TASK STATEMENT: Arrange the rows below as a two-column CSV with the headers "prompt" and "polygons", one line per row, putting each row's text and its answer in their own quoted fields and turning line breaks into spaces. Leave the pictures out.

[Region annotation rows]

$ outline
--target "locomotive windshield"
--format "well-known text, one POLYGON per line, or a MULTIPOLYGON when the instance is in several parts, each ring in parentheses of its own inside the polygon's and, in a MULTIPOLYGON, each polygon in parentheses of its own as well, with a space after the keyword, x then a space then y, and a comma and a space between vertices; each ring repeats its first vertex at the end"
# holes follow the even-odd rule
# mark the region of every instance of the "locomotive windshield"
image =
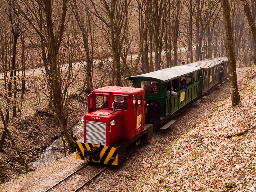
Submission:
POLYGON ((128 98, 126 97, 114 96, 114 109, 121 110, 127 109, 128 98))
POLYGON ((96 107, 108 109, 109 108, 108 96, 96 95, 96 107))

OUTPUT FOR THIS EXERCISE:
prompt,polygons
"$ outline --target ""locomotive windshield"" --format ""well-known text, one POLYGON per line, or a MULTIPOLYGON when the instance is in several parts, each ring in parentheses of its own inside the polygon's and, in a MULTIPOLYGON, each polygon in parentheses of its own as well, with a space after the keyword, x then a space then y, and a comma and a space between vertices; each ring repeats its first vertex at the end"" # holes follow the even-odd rule # mark the region of every instance of the ""locomotive windshield"" image = Submission:","POLYGON ((128 98, 126 97, 114 96, 114 109, 121 110, 127 109, 128 98)) POLYGON ((96 107, 108 109, 109 108, 108 96, 96 95, 96 107))"